Rabobank's new sustainable financing framework raises the game for financial institutions issuing ESG debt by clearly identifying the investments that it will finance upfront in response to investors’ calls for greater transparency.
The move puts sustainability at the heart of the Dutch bank’s funding programme and will allow its treasury to give investors more detail when issuing a range of sustainable debt and prepare its balance sheet for looming EU regulation.
Rabobank has created four new "sub-frameworks" that detail the eligible proceeds for each sustainable fundraising from the outset, rather than issuing generic ESG-labelled deals with a mixed use of proceeds that offer investors’ little visibility beyond an annual report.
Each issue will fund only one of the sub-frameworks: renewable energy, green commercial real estate, healthcare and care facilities and Covid-19 crisis support to SMEs. This separation allows investors to assess materiality and impact, which are different for each sector.
"As an investor, you only know what your money has been used for when you get the green bond report a year after [the bond] has been issued. We want to give that upfront and say very specifically this is what your money is going to be used for," said Maarten Biermans, head of sustainable capital markets at Rabobank.
Investors have been pushing for more transparency to understand whether financial institutions’ portfolios and carbon footprints fit allocation strategies, and the availability of this information is seen as critical to investment decisions.

_ACTIVITY_
Proceed with the article on Rabobank's sustainable financing framework, picking up right after its final sentence. The data that comes next is separate material and has no connection to the article on Rabobank's financing framework.

_MATERIAL SHOWN_
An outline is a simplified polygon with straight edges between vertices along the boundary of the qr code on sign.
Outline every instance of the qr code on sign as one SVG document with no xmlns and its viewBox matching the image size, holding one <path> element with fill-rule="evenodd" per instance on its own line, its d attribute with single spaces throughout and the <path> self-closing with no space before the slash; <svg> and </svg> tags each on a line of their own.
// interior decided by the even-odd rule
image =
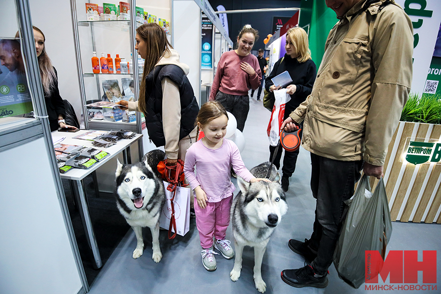
<svg viewBox="0 0 441 294">
<path fill-rule="evenodd" d="M 439 81 L 432 81 L 427 80 L 426 81 L 426 86 L 424 87 L 424 93 L 429 94 L 434 94 L 437 93 L 437 88 L 438 87 Z"/>
</svg>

_REPLY TO THE TASK_
"We need to have that information ... it's absolutely something that we push for and something that is part of our engagement process and a very high priority for us," an investor said.
Rabobank issued a US$1bn six-year non-call five year senior non-preferred green bond on Thursday, using the renewable energy sub-framework to fund a portfolio of projects. The deal, which is also Rabo's biggest ESG bond ever, was priced at 73bp over Treasuries in a momentous week for sustainable finance.
The framework will allow Rabobank to issue more sustainable debt, including green and social versions of bonds, loans, commercial paper, certificates of deposit and derivatives and has been structured to align with the latest EU standards.
It includes the "do no significant harm" principle and social safeguards of the EU’s Taxonomy, and renewable energy projects have also been categorised to align. The mapping exercise will also help Rabobank to "green" its balance sheet over time.
"This is a logical step of getting more insight into the balance sheet of a bank because there's more pressure on financial institutions and banks in particular to do more on sustainability. Ultimately it will help to further green Rabobank's balance sheet," Biermans said.
Rabobank completed €49bn of sustainable financing in the first half of 2020. In 2019 it raised €5.3bn of ESG-linked debt for its own balance sheet.
Rabobank will keep a buffer of assets over liabilities of at least 130% to ensure compliance and will report twice a year.
Second-party opinion provider ISS highlighted each sub-framework’s contributions to the UN’s Sustainable Development Goals, and described the overall framework as "an innovating process in the market ensuring transparency".
More issuers are expected to expand frameworks to match the expanded definitions and detail demanded by the EU Taxonomy to issue more sustainable debt, but investors warn that standards need to be maintained.
“It’s extremely important to us to see that if you’re broadening your framework it is as robust as what was there before,” the investor said.